● EXCERPTED TEXT:
Great changes have occurred in the world situation in the past decade and more. The Third World countries are intensifying their struggle for genuine economic and political independence from foreign imperialism. West European countries and Japan are increasingly challenging the United States in the world capitalist market. The United States has been decisively defeated in Indochina. Since the mid-sixties the Soviet Union has taken a course of global expansionism backed by growing military power. The United States is now in strategic decline, and Soviet social-imperialism is on the strategic offensive. The strategic focus of the intensifying contention between the two superpowers, the Soviet Union and the United States, is in Europe. Soviet moves in the Middle East and Africa, particularly in Angola, Zaire and the Horn of Africa, are aimed at outflanking Europe.

The global rivalry of the two superpowers is driving the world forward to a new world war. There is no detente in the world. Of the two superpowers, the Soviet Union constitutes the greater danger to world peace: it is the younger rising imperialism whose nature is not yet comprehended clearly by the world's peoples and which is challenging the US in every corner of the world.

Excerpt from a dataset
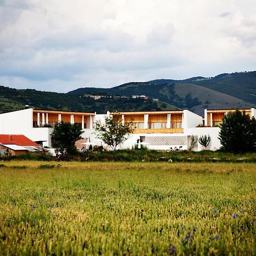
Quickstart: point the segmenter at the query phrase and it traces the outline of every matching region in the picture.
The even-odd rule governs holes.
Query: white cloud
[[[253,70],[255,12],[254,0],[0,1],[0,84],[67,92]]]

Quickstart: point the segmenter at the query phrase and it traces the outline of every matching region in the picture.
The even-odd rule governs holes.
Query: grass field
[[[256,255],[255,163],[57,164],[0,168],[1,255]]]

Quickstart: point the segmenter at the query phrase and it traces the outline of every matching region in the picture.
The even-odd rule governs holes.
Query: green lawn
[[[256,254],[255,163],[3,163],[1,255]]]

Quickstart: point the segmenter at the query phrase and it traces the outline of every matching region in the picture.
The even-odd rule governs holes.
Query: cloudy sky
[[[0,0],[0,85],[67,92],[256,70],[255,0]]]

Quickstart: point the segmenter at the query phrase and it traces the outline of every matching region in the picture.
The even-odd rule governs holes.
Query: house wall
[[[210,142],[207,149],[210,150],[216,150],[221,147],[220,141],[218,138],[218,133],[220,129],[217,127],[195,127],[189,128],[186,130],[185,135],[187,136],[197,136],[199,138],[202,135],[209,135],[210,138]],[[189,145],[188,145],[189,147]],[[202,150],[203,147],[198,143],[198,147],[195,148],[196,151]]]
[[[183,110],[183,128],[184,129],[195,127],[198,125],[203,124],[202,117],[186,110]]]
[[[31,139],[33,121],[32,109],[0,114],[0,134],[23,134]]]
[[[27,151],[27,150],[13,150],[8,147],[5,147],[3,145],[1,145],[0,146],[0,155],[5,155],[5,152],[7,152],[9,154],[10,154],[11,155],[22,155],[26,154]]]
---
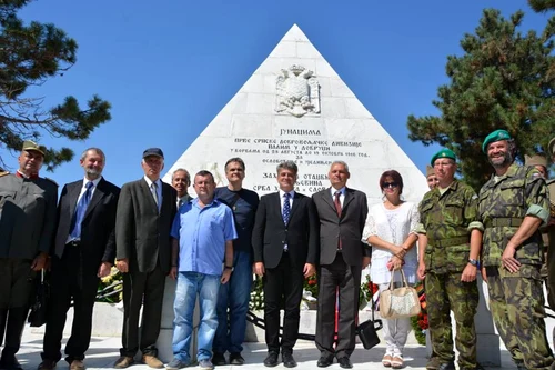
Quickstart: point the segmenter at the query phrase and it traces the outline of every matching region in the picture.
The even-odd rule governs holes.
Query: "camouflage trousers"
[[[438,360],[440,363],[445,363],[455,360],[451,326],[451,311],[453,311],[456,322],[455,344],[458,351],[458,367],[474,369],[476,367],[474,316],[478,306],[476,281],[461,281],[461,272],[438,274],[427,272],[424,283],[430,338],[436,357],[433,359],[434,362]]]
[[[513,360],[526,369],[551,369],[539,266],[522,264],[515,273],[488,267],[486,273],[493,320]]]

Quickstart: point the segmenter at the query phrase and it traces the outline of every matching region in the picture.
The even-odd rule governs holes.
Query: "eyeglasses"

● SET OF TASKS:
- a) Render the sentence "There is no detente in the world." from the passage on superpower rivalry in French.
- b) Take the passage on superpower rivalry from the words "Great changes have" through "at outflanking Europe." and write that stretch out again, substituting "Vietnam" for "Indochina".

● TASK-BY-TASK ANSWERS:
- a) Il n'y a pas de détente dans le monde.

- b)
Great changes have occurred in the world situation in the past decade and more. The Third World countries are intensifying their struggle for genuine economic and political independence from foreign imperialism. West European countries and Japan are increasingly challenging the United States in the world capitalist market. The United States has been decisively defeated in Vietnam. Since the mid-sixties the Soviet Union has taken a course of global expansionism backed by growing military power. The United States is now in strategic decline, and Soviet social-imperialism is on the strategic offensive. The strategic focus of the intensifying contention between the two superpowers, the Soviet Union and the United States, is in Europe. Soviet moves in the Middle East and Africa, particularly in Angola, Zaire and the Horn of Africa, are aimed at outflanking Europe.